- [Passage provided]:
==================================================

2020 News

June 5, 2020


Yasuda Kinen (G1) - Comments from runners' connections
Admire Mars
Admire Mars

Admire Mars (colt, 4)

Yasuo Tomomichi, trainer
“After Dubai was cancelled, he returned about a week later, then went through quarantine. I brought him back to the training center earlier than is normal returning from a spell. I had Yuga Kawada push him hard on May 27 working over the woodchip course with two other horses. At the racecourse and in track work, he can be a bit stubborn and not overly eager to run. Kawada knows this and was able to give him a good, hard workout. His responses were good. On Sunday, he worked up the hill and Wednesday on the flat again. The assistant breezed him this week with just a bit of a push at the end for a time of about 80 seconds over 6 furlongs. It’ll be 6 months since his last race but you couldn’t tell that from looking at him. He seems to have gotten taller since returning from Dubai and definitely is bigger all around. His strongpoint is being able to run at a speed at length. A decent pace would be good for him.”

Victoria Mile (G1)
Almond Eye

Almond Eye (mare, 5)

Sakae Kunieda, trainer
“Last year, up against male horses in the Yasuda Kinen, a lot happened, but she did run well. The Fuchu (Tokyo Racecourse) 1,600 is an easy race for her and if she runs normally I think it’ll go well. And we’ll likely have a fast track, which is good. After the Victoria Mile, I waited to see how she was doing. She looked good and it had been an easy win for her, so she’d come out of the race well. So, I figured she could run again with only 2 full weeks for training in between. I decided to come here. It’s her first time with so little time between starts but mentally she’s very relaxed and very calm. Looking at her fast work this week, I’d say there’s nothing to worry about. She has always moved well in work but I had her work with a partner and told the rider if that horse wasn’t moving well to just move ahead early. It was an ideal workout. If she can get a run like she had in the Victoria Mile, that will be ideal.”

Nakayama Kinen (G2)
Danon Kingly

Danon Kingly (colt, 4)

Keita Tosaki, jockey
“This was the first time I was an injured and I was raring to be back riding. But the injury was worse than I’d thought and it took a while to heal. But I’m totally recovered now. Naturally, I was this horse over his last three starts and I think he has matured and that he ran well for Norihiro Yokoyama. He really broke well in the Osaka Hai and since no other horses were moving to take the lead and because this one was in great shape, for him to take the lead was a good decision. He gave it his best to the end. What I’ll do this time depends on the draw and the horses around me and what I’m thinking after he breaks. In track work he is moving well from the start, perhaps a little too well, but he does feel good. He has a great turn of foot and his responses are good, those are his two best points.”

==================================================

- [Tasks for this exercise]:
**A.** Report every row that contains the string "white", copying each such row in full. Matching is case-sensitive.
**B.** Pick up the Yasuda Kinen comments page right after its last sentence and keep writing it.

==================================================

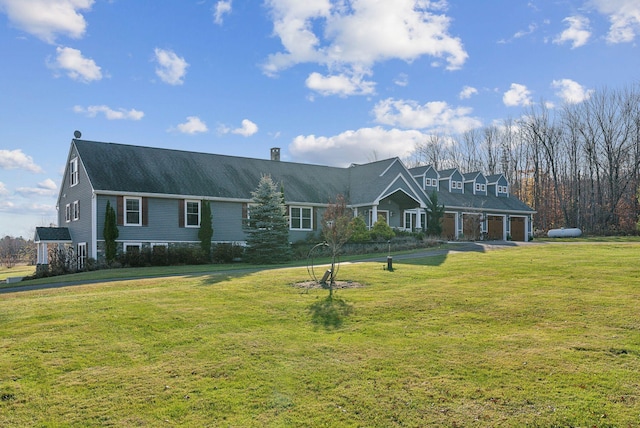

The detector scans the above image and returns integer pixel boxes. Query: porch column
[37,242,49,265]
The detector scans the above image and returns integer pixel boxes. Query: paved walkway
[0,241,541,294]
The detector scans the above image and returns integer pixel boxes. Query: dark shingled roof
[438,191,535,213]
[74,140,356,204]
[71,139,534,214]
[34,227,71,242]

==================================================

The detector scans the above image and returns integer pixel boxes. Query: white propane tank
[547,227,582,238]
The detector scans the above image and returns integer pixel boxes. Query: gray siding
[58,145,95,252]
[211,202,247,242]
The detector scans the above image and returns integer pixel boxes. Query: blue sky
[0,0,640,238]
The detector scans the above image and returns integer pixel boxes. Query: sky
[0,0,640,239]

==================================================

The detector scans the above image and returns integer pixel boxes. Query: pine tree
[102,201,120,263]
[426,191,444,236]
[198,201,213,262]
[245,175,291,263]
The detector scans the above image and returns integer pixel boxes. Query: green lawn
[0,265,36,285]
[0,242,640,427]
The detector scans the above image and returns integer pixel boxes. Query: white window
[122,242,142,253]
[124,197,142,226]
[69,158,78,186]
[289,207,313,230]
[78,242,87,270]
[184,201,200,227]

==================================================

- [Results]:
**A.**
The detector scans the above image and returns integer pixel boxes. Query: white propane tank
The detector scans the above image and returns integer pixel boxes. Query: white window

**B.**
Danon Premium
Danon Premium

Danon Premium (horse, 5)

Teruhiko Saruhashi, assistant trainer
“Honestly, there were a lot of unknowns for his trip to Australia and the Queen Elizabeth Stakes but he wasn’t bothered by the change in surroundings and he got to the race just fine. Still, the going was really bad and he was tired by the end. The winner was particularly well-suited to such ground. After quarantine, this horse went to the farm for a bit and came back to Ritto on May 21. His workout on May 24 was what you’d expect for his first work in a while but his fast work later that week was wasn’t bad. It was an improvement on Sunday’s. He has had work all along but is showing no signs of fatigue from his trip to Australia. Actually, I think he’s a bit more on his toes now than he was then. He’s on his game. His weight last week was 508 kg and I feel he’s about the same as he was before going overseas. Physically, I see no problems. He’s a strong horse and I hope he’ll run solidly to the end.”

Keio Hai Spring Cup (G2)
Danon Smash

Danon Smash (horse, 5)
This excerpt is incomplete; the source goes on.